» **What you have to do**:
Could you turn the stretch of the listing from its start through the line containing "64L55 46L57 41L58" into a two-column CSV with the headers input and output, giving each text and its answer one row, each in a single quoted field with line breaks replaced by spaces, and leaving the picture out?

========================================================================

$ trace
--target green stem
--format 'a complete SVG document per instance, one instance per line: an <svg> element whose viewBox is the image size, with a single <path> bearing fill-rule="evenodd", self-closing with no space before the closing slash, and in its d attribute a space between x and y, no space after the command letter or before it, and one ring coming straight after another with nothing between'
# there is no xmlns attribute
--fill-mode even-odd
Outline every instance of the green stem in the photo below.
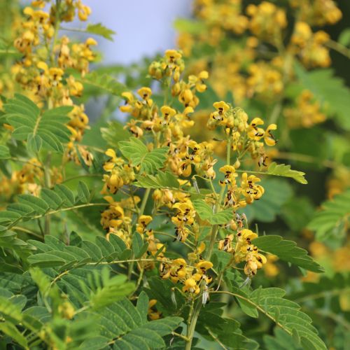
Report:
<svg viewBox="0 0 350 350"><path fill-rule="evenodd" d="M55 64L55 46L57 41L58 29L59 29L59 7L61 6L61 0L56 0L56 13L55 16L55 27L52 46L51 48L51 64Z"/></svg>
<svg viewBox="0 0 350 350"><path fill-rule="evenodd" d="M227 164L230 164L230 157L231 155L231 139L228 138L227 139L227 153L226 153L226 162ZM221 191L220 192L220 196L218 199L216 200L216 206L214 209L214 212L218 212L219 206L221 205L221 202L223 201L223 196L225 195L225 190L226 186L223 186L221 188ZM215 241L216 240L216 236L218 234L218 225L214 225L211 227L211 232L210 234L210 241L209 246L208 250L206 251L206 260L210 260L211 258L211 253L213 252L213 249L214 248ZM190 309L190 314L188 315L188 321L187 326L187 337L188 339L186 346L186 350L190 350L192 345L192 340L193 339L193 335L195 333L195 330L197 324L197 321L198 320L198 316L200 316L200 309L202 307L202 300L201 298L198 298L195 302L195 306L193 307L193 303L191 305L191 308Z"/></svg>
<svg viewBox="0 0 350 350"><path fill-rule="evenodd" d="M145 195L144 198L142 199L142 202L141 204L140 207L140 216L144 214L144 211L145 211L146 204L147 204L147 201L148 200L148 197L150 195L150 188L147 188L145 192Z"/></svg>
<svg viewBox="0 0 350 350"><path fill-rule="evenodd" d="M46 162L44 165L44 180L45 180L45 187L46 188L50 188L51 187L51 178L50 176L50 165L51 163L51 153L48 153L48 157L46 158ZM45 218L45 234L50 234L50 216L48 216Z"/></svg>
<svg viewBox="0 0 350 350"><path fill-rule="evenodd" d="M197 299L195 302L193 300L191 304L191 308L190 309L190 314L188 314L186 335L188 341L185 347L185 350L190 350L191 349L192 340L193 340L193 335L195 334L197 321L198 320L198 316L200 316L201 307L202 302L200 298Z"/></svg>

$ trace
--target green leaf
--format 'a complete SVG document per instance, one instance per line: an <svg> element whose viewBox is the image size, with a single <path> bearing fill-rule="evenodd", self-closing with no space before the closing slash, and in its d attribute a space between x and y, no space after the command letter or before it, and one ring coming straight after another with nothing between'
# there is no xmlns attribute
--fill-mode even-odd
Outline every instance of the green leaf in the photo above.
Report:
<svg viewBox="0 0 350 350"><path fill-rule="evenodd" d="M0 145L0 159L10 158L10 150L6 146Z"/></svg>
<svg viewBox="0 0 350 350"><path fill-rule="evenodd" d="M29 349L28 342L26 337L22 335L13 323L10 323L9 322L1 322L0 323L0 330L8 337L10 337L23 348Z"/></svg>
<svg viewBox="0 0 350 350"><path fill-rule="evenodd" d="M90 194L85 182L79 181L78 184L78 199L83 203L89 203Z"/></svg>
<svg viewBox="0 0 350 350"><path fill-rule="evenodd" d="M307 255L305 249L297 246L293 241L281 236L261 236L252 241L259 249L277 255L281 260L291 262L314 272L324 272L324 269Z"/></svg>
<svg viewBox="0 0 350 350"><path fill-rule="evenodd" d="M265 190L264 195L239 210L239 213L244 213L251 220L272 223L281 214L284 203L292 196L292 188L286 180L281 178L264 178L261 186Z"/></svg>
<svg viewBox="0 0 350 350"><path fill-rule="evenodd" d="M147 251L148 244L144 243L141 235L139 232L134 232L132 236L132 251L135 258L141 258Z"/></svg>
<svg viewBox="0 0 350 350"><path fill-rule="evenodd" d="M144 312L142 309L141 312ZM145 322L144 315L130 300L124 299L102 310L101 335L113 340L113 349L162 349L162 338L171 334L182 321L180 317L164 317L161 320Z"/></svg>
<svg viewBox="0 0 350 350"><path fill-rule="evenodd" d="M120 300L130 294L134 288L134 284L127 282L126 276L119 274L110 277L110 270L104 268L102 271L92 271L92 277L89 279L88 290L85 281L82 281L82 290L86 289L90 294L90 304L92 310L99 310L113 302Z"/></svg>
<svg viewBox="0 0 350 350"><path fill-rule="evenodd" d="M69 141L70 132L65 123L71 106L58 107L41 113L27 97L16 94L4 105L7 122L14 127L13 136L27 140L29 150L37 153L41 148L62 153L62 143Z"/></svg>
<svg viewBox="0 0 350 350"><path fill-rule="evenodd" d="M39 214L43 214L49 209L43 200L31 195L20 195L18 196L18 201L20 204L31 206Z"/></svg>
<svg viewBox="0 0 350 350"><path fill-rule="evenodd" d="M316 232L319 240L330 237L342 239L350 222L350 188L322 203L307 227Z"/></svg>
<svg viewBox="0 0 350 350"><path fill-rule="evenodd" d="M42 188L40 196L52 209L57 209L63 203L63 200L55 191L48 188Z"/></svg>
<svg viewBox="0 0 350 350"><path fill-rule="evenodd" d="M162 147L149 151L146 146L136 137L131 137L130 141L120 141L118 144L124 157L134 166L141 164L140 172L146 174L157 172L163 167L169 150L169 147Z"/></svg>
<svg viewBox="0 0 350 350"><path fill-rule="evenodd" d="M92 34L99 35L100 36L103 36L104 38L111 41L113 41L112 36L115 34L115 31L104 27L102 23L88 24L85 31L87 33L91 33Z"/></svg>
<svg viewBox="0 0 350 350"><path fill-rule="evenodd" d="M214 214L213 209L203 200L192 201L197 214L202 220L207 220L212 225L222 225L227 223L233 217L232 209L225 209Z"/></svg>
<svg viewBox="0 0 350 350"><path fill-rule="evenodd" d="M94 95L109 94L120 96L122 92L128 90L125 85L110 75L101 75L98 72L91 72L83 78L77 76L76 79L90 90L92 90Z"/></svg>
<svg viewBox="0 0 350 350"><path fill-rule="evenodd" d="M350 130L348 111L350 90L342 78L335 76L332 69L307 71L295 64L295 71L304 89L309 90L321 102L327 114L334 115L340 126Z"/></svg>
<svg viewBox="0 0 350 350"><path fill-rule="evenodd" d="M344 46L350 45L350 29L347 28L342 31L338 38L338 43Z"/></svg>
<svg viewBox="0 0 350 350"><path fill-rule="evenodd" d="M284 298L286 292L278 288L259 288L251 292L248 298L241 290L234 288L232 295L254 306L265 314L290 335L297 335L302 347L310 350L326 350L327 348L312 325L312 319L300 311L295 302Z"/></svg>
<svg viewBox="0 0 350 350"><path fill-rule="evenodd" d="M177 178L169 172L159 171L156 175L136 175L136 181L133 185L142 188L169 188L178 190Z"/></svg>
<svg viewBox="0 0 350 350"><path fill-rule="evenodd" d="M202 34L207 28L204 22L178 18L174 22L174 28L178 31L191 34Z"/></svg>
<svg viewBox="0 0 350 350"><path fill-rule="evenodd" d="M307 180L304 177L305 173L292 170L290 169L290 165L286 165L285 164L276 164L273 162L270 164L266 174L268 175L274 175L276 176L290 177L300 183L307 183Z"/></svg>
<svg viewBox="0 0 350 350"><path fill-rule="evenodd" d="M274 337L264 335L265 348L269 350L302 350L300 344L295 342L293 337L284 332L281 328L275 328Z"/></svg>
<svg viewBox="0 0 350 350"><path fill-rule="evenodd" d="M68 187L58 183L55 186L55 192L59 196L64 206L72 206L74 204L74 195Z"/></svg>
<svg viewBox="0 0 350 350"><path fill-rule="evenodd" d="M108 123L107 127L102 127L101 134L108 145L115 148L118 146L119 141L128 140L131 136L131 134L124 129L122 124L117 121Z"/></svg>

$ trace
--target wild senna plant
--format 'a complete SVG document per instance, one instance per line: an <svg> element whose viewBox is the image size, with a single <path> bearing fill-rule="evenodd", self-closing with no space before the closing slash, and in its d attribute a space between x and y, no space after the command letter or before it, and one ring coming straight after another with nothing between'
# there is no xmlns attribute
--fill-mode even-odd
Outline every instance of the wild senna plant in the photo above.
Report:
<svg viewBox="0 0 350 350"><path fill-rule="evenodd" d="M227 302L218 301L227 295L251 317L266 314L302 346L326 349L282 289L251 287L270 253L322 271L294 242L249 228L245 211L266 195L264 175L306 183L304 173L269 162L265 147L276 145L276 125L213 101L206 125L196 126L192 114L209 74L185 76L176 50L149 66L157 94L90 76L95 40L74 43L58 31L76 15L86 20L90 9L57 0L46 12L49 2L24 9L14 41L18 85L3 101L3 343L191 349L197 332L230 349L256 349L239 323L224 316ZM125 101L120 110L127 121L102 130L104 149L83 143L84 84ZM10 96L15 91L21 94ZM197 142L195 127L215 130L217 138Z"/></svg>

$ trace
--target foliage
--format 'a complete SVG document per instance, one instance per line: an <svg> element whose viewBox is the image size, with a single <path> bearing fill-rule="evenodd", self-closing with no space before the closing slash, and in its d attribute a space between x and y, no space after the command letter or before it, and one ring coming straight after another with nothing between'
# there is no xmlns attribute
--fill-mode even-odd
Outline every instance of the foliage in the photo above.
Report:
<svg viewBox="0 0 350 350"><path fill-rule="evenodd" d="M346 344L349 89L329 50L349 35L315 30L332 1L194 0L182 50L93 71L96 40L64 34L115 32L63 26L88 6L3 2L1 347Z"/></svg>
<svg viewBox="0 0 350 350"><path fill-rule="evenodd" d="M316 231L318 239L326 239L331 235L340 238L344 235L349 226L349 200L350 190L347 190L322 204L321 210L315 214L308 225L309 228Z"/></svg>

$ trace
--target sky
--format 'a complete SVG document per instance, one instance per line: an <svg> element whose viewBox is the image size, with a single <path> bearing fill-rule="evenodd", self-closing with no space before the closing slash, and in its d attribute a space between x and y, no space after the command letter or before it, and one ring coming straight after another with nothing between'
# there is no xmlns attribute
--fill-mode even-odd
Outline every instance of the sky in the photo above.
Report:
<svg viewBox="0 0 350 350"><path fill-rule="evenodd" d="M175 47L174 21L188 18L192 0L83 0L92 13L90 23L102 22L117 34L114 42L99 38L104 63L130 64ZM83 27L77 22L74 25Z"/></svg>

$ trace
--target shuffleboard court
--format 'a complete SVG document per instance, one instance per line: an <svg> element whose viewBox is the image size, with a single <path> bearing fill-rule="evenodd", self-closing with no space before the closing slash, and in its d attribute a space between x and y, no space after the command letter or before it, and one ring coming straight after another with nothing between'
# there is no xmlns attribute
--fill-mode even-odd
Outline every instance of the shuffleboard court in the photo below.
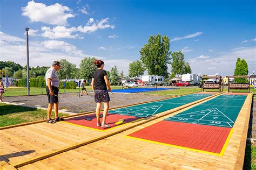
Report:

========================================================================

» **Solution for this task**:
input,output
"$ trace --target green stem --format 'a complete SVG document per instance, one instance per line: an <svg> element whose viewBox is the image size, with a single <path> bearing fill-rule=""evenodd"", self-closing with no space before the closing slash, and in its d attribute a space between x and y, no space after the command letter or before it, and one ring coming straight after another with nothing between' # there is no xmlns attribute --fill-mode even-odd Outline every instance of the green stem in the photo below. Report:","<svg viewBox=""0 0 350 350""><path fill-rule=""evenodd"" d=""M55 64L55 46L57 41L58 29L59 29L59 7L61 6L61 0L56 0L56 13L55 16L55 27L52 46L51 48L51 64Z""/></svg>"